**STATED GOAL:**
Every entry below should be printed exactly, without its images.

[START]

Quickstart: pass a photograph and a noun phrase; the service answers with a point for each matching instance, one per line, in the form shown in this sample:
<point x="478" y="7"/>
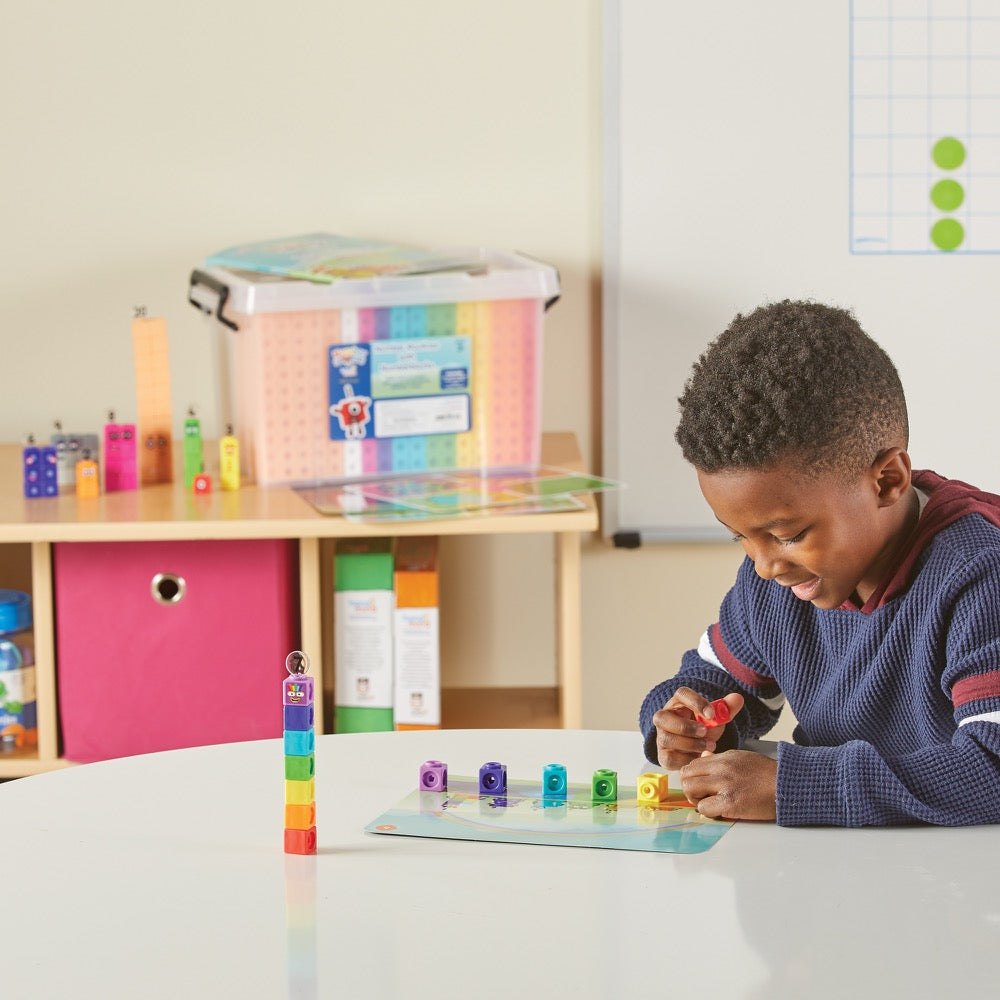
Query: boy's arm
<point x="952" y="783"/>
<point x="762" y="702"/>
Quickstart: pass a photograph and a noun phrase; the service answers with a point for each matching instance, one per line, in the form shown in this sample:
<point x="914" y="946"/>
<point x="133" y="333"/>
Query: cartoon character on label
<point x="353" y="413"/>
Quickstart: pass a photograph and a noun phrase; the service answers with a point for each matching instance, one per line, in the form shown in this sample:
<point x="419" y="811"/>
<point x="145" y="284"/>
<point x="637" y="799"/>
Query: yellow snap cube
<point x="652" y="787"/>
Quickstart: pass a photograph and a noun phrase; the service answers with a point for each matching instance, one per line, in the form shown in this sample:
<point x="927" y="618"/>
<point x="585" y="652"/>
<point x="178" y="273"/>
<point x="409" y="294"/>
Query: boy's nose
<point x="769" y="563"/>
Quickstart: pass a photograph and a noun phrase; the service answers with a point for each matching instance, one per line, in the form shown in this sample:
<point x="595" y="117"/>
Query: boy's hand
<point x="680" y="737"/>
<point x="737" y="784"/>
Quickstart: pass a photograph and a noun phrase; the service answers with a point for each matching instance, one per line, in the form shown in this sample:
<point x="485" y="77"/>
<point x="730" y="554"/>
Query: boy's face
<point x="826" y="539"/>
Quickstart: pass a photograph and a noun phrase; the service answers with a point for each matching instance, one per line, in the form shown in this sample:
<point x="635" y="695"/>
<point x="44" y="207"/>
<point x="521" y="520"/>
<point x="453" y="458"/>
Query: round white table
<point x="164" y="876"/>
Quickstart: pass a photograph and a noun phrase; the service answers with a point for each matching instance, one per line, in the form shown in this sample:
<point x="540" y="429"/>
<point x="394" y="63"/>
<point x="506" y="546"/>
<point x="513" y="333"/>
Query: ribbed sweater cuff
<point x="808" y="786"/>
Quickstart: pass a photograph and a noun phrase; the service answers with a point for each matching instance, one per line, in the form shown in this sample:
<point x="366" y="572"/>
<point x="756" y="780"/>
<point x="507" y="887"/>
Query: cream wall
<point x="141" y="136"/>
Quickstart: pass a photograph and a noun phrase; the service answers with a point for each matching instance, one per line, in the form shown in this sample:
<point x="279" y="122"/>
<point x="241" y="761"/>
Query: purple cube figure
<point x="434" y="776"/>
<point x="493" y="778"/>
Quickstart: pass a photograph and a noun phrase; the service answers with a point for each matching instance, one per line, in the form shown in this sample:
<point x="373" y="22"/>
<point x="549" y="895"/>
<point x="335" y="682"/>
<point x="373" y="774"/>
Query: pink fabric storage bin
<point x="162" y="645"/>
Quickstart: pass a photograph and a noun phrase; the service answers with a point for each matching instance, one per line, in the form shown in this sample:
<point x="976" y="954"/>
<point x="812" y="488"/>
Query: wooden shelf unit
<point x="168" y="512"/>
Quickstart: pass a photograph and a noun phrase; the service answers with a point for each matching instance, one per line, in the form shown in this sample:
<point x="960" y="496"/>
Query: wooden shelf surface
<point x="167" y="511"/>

[END]

**RESPONSE TO THE TASK:**
Quickstart: pass a photograph and a noun phrase; the service answers with a point for each matching instance, one per line, in the form shown in this sample:
<point x="478" y="7"/>
Query: boy's arm
<point x="952" y="783"/>
<point x="762" y="702"/>
Quickstart: pass a photograph and a noun phrase; the service answers with a point for each matching instance, one per line, in the form shown in this sample:
<point x="914" y="946"/>
<point x="133" y="333"/>
Query: cartoon character on label
<point x="353" y="413"/>
Quickstart: pass a photograph and a noun phrase; the service answers with a point for each matching instance, one per line, in the form shown in this sample:
<point x="419" y="811"/>
<point x="145" y="284"/>
<point x="637" y="799"/>
Query: yellow snap cube
<point x="652" y="787"/>
Quickstart: pass a photograph and a noun phrase; the service answers with a point for each matching instance, one per line, in the form shown in this sample:
<point x="927" y="618"/>
<point x="585" y="652"/>
<point x="178" y="273"/>
<point x="409" y="294"/>
Query: boy's nose
<point x="769" y="563"/>
Quickstart: pass a photograph and a noun phrase; the service answers with a point for each matching instance, one per line, in the form shown in this sample:
<point x="595" y="117"/>
Query: boy's hand
<point x="680" y="737"/>
<point x="737" y="784"/>
Quickstart: pass a photograph and a noun phrase; the service answers with a point for each matching instance, one per line, in the form shown in this sample:
<point x="485" y="77"/>
<point x="730" y="554"/>
Query: boy's face
<point x="826" y="539"/>
Quickstart: pass a photograph and a noun phrase; the service answers with a point for each matching instance, one per line, in the form shown in this sample:
<point x="635" y="695"/>
<point x="44" y="207"/>
<point x="521" y="520"/>
<point x="453" y="458"/>
Query: round white table
<point x="164" y="876"/>
Quickstart: pass a photograph and a noun phrase; the service answers with a point for each matching instance, one per line, in the form shown in this sample:
<point x="540" y="429"/>
<point x="394" y="63"/>
<point x="506" y="546"/>
<point x="513" y="333"/>
Query: ribbed sweater cuff
<point x="808" y="786"/>
Quickstart: pass a photograph and a noun phrase; the service answers with a point for each matching instance, one per line, in the form shown in this sample:
<point x="366" y="572"/>
<point x="756" y="780"/>
<point x="507" y="887"/>
Query: cream wall
<point x="141" y="136"/>
Quickstart: pass a photograph and a noun phrase; the service answers with a point for each matching instance, one per line, in the form shown in this sample:
<point x="279" y="122"/>
<point x="241" y="761"/>
Query: purple cube figure
<point x="434" y="776"/>
<point x="493" y="778"/>
Quickstart: pass a photograph and a noun phrase; the service answers with a point for each matching instance, one per line, in the form shown in this sample:
<point x="373" y="22"/>
<point x="549" y="895"/>
<point x="335" y="682"/>
<point x="373" y="774"/>
Query: pink fabric storage bin
<point x="162" y="645"/>
Quickstart: pass a photograph and a noun phrase; the service answers with a point for each matching instance, one per line, in the form shown in this sample:
<point x="976" y="954"/>
<point x="812" y="488"/>
Query: wooden shelf unit
<point x="168" y="512"/>
Quickstart: pass a photograph and a noun phrase; the service answers with a point for each matching instance, one per line, in the form shown in this sample:
<point x="960" y="496"/>
Query: wooden shelf surface
<point x="167" y="511"/>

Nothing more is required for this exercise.